Trevor Noah, the South African comedian with charm, intelligence and good looks, has won the whole world over. He made us proud when he was chosen to host The Daily Show in the US back in 2015, and again in 2018 when he was named one of the most influential people in the world by Time Magazine.
And in the latest installment of ‘Trevor making SA proud’, he will be the first South African to host the 62nd Grammy Awards next year. The world is really his oyster, and we’re happy to say his journey started in sunny SA.
South Africa’s national women’s soccer team, Banyana Banyana, had us ululating with celebration after winning the Cosafa Women’s Championship title for the fourth time in a row. Banyana Banyana also holds the highest total wins in this Southern African tournament, with SEVEN titles to date. Plans are reportedly underway to ensure that Banyana Banyana receives equal pay to their male counterparts for their international wins.
Our science superhero
Is it a bird? Is it a plane? No, it’s Dr Salim Abdool Karim!
Epidemiologist, director of the Centre for the Aids Programme of Research in SA, chair of SA’s Covid-19 ministerial advisory committee, and all-round-good-guy, Dr Karim didn’t just spearhead SA’s scientific response to Covid-19 – he was also awarded this year’s hugely prestigious John Maddox Prize for “standing up for science during the coronavirus pandemic”.
He shared the award with Dr Anthony Fauci, the internationally renowned US chief scientist on Covid-19. Dr Karim said he was “deeply honoured” to receive the prize alongside Dr Fauci, his friend and colleague.
The judges said Dr Karim “has a reputation for clear and honest communication, something that has allowed him to generate public trust in fast-moving science. Respected for his international science advocacy, engaging with the media and the public has become integral to his role as a scientist.”

(Extracted records)
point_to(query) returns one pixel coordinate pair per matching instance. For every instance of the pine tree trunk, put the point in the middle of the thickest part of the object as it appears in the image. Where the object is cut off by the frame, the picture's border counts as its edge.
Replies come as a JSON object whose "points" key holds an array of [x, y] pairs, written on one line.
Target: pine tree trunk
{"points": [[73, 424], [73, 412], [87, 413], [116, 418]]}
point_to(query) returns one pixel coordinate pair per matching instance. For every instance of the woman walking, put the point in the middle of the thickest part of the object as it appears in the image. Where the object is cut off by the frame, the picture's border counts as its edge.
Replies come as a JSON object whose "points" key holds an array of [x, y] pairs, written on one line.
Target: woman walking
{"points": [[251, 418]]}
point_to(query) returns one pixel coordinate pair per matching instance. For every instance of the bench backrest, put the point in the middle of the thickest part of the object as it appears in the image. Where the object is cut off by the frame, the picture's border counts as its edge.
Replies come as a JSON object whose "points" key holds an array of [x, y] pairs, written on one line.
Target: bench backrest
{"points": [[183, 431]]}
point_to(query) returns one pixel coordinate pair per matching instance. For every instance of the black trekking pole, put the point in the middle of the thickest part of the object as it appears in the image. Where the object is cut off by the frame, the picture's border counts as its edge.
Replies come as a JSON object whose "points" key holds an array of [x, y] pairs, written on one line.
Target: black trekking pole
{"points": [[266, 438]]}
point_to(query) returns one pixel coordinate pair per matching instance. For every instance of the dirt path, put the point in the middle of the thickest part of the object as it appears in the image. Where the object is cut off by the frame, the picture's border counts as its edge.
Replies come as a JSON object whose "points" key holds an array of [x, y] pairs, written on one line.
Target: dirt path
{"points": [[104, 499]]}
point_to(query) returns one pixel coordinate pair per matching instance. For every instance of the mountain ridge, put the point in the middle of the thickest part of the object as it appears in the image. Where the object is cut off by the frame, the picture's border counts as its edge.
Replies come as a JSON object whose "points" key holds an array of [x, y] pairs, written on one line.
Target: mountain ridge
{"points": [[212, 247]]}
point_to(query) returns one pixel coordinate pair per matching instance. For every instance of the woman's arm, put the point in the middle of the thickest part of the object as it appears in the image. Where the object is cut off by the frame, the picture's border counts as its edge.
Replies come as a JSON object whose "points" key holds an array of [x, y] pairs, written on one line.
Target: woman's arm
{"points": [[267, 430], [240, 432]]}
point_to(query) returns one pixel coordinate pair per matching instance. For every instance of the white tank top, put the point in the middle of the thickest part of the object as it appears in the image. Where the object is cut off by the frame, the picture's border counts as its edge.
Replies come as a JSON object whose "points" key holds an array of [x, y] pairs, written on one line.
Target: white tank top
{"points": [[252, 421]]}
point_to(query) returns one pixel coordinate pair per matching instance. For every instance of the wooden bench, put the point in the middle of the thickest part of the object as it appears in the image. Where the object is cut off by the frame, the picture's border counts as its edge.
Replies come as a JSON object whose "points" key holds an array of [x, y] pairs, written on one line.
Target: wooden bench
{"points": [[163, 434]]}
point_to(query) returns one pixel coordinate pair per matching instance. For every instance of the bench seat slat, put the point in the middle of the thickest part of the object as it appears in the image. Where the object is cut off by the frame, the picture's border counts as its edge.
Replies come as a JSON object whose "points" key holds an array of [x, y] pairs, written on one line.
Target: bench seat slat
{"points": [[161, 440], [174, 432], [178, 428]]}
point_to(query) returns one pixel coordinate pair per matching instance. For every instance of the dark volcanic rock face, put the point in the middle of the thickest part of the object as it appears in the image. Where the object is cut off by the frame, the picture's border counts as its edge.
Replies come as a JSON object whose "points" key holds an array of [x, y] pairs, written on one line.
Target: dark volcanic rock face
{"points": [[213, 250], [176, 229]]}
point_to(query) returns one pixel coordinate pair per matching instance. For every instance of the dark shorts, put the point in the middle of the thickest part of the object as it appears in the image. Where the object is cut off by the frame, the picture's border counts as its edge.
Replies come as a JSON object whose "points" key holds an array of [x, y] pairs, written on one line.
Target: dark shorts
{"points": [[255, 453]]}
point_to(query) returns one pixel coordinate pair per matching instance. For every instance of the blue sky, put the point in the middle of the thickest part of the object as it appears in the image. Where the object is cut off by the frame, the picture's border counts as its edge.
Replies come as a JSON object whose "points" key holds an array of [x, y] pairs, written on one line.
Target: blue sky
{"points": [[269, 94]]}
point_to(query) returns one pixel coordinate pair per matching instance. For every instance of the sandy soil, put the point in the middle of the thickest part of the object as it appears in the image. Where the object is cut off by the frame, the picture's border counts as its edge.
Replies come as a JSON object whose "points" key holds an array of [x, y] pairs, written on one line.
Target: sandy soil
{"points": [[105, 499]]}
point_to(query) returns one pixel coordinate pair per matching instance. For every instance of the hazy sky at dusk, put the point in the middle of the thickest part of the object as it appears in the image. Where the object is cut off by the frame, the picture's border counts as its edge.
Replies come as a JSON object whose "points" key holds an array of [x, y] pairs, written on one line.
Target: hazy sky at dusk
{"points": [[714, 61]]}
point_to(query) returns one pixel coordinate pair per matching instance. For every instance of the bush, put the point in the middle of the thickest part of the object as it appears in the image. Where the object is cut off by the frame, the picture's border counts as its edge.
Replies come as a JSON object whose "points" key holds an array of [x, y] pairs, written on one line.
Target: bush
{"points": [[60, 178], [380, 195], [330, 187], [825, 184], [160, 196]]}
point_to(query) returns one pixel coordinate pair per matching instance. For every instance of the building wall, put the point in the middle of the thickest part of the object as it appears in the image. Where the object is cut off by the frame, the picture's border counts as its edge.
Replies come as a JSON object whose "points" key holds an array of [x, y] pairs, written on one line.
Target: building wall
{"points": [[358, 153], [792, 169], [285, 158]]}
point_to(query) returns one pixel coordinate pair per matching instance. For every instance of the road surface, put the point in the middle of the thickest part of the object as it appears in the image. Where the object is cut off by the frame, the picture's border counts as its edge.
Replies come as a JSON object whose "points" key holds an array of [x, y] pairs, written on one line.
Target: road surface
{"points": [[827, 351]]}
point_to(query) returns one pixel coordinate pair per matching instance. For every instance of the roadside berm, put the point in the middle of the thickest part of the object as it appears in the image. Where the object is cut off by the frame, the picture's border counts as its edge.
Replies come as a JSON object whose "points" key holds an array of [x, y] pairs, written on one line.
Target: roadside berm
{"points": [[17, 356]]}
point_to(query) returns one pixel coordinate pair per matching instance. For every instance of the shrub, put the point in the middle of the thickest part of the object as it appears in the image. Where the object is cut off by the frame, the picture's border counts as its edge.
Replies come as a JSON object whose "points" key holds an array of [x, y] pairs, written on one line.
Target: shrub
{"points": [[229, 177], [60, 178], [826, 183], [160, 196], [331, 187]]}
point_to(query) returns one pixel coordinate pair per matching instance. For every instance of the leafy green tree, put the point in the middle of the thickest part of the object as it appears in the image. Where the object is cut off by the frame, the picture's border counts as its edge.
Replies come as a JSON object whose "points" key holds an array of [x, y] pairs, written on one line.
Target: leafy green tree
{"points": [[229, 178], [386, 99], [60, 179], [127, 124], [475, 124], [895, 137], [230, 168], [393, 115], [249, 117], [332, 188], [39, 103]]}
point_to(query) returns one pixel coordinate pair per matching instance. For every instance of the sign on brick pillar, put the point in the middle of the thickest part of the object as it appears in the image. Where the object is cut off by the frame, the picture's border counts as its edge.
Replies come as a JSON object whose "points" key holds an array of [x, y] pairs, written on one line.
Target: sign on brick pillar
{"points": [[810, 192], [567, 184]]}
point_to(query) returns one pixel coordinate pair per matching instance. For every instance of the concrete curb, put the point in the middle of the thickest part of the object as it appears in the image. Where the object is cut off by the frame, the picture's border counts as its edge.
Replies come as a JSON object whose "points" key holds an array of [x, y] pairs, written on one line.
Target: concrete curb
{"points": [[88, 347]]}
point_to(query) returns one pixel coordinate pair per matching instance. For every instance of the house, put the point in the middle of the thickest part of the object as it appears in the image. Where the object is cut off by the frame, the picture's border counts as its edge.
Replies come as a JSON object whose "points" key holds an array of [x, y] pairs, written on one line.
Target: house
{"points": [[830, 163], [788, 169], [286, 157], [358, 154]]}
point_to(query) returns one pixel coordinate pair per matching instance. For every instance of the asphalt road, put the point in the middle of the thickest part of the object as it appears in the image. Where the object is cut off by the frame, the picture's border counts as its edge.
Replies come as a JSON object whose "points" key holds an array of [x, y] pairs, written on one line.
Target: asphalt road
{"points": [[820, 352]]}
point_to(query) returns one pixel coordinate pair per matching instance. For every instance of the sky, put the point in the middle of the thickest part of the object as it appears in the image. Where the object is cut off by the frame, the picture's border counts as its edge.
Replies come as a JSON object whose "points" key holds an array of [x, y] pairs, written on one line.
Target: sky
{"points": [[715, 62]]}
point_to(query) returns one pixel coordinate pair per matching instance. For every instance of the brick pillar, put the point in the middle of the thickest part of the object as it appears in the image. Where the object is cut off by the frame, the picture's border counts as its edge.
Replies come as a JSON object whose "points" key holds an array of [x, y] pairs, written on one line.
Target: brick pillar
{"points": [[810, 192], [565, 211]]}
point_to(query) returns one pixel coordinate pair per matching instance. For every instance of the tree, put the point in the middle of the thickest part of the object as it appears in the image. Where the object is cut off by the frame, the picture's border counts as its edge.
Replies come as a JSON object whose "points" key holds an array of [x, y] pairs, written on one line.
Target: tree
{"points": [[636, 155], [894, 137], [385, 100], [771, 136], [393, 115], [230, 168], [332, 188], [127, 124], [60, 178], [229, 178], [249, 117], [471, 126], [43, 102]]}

WHAT THE TASK ASKS:
In three sentences, summarize the text about South African achievements that appears above the listing.

SOLVED EXERCISE:
Comedian Trevor Noah, who was chosen to host The Daily Show in 2015 and named one of the world's most influential people by Time Magazine in 2018, will be the first South African to host the 62nd Grammy Awards. The national women's soccer team, Banyana Banyana, won the Cosafa Women's Championship for the fourth time in a row, giving it seven titles, and plans are reportedly underway to give the players equal pay with their male counterparts for international wins. Epidemiologist Dr Salim Abdool Karim, who led South Africa's scientific response to Covid-19, shared the John Maddox Prize with Dr Anthony Fauci for standing up for science during the pandemic.